• What to do: Return every line of the data below that contains the string "glow", treating uppercase and lowercase as different.

• Supplied material:
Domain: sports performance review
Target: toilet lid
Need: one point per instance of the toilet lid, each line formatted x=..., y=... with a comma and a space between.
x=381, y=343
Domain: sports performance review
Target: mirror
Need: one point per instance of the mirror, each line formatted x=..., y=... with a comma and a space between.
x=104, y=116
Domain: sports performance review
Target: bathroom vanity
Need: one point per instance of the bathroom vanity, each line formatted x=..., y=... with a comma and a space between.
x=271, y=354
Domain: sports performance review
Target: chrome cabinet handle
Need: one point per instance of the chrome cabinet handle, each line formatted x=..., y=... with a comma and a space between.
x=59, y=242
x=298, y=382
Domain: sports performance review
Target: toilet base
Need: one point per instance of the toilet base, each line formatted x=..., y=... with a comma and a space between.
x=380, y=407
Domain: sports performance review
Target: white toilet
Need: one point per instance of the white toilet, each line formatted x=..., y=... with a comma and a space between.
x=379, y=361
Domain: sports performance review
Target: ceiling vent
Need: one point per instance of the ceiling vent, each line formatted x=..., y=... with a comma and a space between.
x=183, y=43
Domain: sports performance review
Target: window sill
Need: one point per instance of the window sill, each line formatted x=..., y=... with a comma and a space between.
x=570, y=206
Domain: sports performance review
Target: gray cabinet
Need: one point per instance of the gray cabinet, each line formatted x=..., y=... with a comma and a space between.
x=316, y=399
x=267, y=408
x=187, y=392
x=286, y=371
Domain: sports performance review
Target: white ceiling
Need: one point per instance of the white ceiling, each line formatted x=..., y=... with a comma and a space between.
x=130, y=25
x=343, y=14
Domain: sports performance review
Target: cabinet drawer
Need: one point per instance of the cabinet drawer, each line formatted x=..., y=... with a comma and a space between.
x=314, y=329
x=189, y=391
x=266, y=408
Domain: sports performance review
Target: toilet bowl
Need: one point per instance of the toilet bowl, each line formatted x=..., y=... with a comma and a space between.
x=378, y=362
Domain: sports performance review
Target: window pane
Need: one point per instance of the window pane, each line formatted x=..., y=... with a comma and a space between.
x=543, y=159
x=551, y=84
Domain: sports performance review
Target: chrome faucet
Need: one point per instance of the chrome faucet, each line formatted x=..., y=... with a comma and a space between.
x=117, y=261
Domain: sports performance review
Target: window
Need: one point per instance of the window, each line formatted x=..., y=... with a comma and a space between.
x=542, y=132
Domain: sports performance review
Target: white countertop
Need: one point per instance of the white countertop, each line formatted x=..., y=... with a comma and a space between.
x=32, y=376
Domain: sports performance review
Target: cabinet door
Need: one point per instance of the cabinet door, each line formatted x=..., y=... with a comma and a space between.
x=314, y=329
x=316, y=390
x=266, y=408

---

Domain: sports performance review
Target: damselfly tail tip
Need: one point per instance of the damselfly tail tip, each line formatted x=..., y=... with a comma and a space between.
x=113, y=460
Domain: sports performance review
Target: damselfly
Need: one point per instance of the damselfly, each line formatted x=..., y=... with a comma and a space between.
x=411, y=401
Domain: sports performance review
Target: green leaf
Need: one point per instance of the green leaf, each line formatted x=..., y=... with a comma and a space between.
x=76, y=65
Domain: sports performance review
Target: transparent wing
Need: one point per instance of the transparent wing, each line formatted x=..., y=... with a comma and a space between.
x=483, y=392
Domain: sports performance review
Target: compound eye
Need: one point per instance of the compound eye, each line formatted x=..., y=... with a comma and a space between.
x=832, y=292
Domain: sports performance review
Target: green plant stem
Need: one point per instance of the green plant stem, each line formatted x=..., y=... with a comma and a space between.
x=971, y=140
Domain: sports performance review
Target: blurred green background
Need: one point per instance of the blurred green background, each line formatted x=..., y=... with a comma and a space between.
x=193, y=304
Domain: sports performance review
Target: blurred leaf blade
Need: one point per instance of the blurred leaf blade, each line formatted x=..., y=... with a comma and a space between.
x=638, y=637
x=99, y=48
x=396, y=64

...

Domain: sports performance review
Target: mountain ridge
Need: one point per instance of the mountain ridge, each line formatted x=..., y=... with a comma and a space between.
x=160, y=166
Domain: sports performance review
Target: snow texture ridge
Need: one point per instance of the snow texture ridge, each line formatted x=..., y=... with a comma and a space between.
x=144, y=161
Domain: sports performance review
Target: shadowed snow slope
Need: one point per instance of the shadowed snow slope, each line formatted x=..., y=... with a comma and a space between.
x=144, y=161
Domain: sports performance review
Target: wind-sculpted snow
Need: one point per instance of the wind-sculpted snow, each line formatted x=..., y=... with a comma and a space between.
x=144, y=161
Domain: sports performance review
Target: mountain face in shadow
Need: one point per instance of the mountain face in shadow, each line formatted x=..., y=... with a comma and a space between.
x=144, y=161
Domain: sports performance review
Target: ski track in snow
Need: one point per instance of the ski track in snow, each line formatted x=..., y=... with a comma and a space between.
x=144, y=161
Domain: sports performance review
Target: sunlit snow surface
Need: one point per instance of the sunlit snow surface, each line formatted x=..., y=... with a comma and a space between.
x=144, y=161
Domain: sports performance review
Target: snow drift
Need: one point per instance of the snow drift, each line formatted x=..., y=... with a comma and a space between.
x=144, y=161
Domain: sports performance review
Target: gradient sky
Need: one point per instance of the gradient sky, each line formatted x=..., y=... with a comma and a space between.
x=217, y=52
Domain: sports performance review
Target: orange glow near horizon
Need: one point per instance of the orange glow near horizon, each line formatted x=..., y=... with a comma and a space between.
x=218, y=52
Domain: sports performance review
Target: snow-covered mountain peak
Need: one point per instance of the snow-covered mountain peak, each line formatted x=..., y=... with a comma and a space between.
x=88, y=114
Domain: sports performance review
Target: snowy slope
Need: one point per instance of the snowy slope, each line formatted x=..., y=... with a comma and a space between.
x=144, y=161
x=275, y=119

• Task solution:
Target: orange glow near horizon
Need: one point per instance of the orange glow near horizon, each line formatted x=..., y=... with a comma and a space between.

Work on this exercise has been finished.